**Stated problem 1**
Update the rows in the stretch from the line containing "Exercise. Put one point on each instance of the shaved" through the end of the rows, changing "shaved head" to "bald head" and leaving everything else untouched. Return only those lines.

R data.table symbols and operators you should know (2024)

Make your R data.table code more efficient and elegant with these special symbols and operators. Plus, learn about the new fcase() function

By Sharon Machlis

Executive Editor, Data & Analytics, InfoWorld |

R data.table symbols and operators you should know (2)

R data.table code becomes more efficient — and elegant — when you take advantage of its special symbols and functions. With that in mind, we’ll look at some special ways to subset, count, and create new columns.

For this demo, I’m going to use data from the 2019 Stack Overflow developers survey, with about 90,000 responses. If you want to follow along, you can download the data fromStack Overflow.

If the data.table package is not installed on your system, install it from CRAN and then load it as usual with library(data.table). To start, you may want to read in just the first few rows of the data set to make it easier to examine the data structure. You can do that with with data.table’s fread() function and the nrows argument. I’ll read in 10 rows:

data_sample <- fread("data/survey_results_public.csv", nrows = 10)

As you’ll see, there are 85 columns to examine. (If you want to know what all the columns mean, there are files in the download with the data schema and a PDF of the original survey.)

To read in all the data, I’ll use:

mydt <- fread("data/survey_results_public.csv")

Next, I’ll create a new data.table with just a few columns to make it easier to work with and see results. A reminder that data.table uses this basic syntax:

mydt[i, j, by]

The data.table package introduction says to read this as “take dt, subset or reorder rows using i, calculate j, grouped by by.” Keep in mind that i and j are similar to base R’s bracket ordering: rows first, columns second. So i is for operations you’d do on rows (choosing rows based on row numbers or conditions); j is what you’d do with columns (select columns or create new columns from calculations). However, note also that you can do a lot more inside data.table brackets than a base R data frame. And the “by” section is new to data.table.

Since I’m selecting columns, that code goes in the “j” spot, which means the brackets need a comma first to leave the “i” spot empty:

mydt[, j]

Select data.table columns

One of the things I like about data.table is that it’s easy to select columns either quoted or unquoted. Unquoted is often more convenient (that’s usually the tidyverse way). But quoted is useful if you’re using data.table inside your own functions, or if you want to pass in a vector you created somewhere else in your code.

**Rows**
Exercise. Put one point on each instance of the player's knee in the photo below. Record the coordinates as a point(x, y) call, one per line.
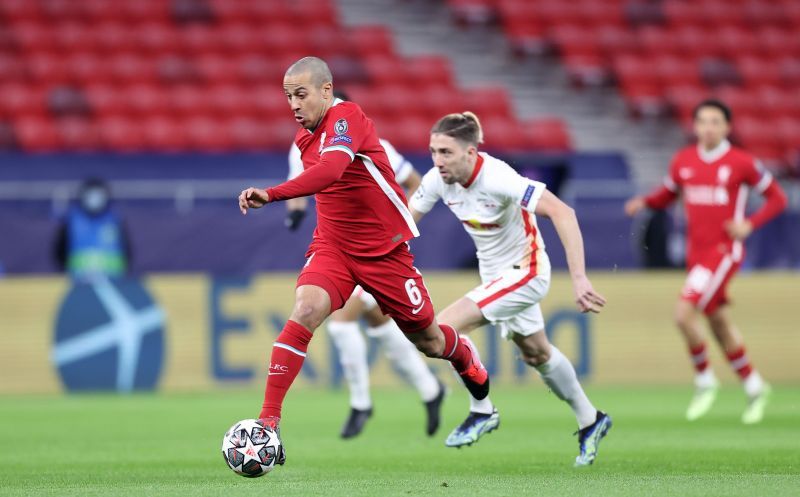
point(535, 356)
point(308, 313)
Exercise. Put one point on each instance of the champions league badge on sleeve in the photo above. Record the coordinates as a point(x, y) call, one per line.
point(340, 127)
point(109, 335)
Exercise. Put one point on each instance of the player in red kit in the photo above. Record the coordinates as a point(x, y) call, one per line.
point(714, 179)
point(363, 224)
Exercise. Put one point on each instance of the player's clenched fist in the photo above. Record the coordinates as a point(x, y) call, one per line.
point(586, 297)
point(252, 198)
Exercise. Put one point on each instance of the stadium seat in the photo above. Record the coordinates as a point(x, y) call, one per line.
point(546, 134)
point(37, 134)
point(121, 134)
point(78, 134)
point(164, 134)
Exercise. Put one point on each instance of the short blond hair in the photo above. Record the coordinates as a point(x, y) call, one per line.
point(464, 126)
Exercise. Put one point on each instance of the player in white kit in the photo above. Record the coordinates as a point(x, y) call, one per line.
point(497, 207)
point(345, 332)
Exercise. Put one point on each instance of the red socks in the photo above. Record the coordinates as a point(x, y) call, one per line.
point(454, 350)
point(699, 357)
point(288, 354)
point(740, 363)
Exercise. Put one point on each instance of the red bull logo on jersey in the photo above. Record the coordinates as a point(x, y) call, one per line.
point(706, 195)
point(475, 224)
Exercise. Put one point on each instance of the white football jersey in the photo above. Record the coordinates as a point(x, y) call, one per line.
point(402, 168)
point(496, 208)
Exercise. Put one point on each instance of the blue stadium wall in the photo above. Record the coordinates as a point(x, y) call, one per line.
point(212, 236)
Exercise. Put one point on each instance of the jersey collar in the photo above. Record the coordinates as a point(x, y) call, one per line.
point(336, 101)
point(475, 172)
point(715, 154)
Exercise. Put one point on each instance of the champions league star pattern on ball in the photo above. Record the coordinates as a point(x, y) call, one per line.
point(252, 449)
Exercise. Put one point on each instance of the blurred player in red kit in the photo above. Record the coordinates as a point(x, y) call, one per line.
point(714, 179)
point(363, 225)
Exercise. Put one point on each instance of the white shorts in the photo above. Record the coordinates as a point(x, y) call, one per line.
point(366, 298)
point(511, 301)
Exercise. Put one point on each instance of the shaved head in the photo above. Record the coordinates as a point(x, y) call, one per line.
point(315, 67)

**Stated problem 2**
Echo the stretch of the data.table article from "Select data.table columns" through "in your code." word for word.

**Correct response 1**
Exercise. Put one point on each instance of the bald head in the photo above. Record the coordinates as a point(x, y) call, one per line.
point(315, 67)

**Correct response 2**
Select data.table columns

One of the things I like about data.table is that it’s easy to select columns either quoted or unquoted. Unquoted is often more convenient (that’s usually the tidyverse way). But quoted is useful if you’re using data.table inside your own functions, or if you want to pass in a vector you created somewhere else in your code.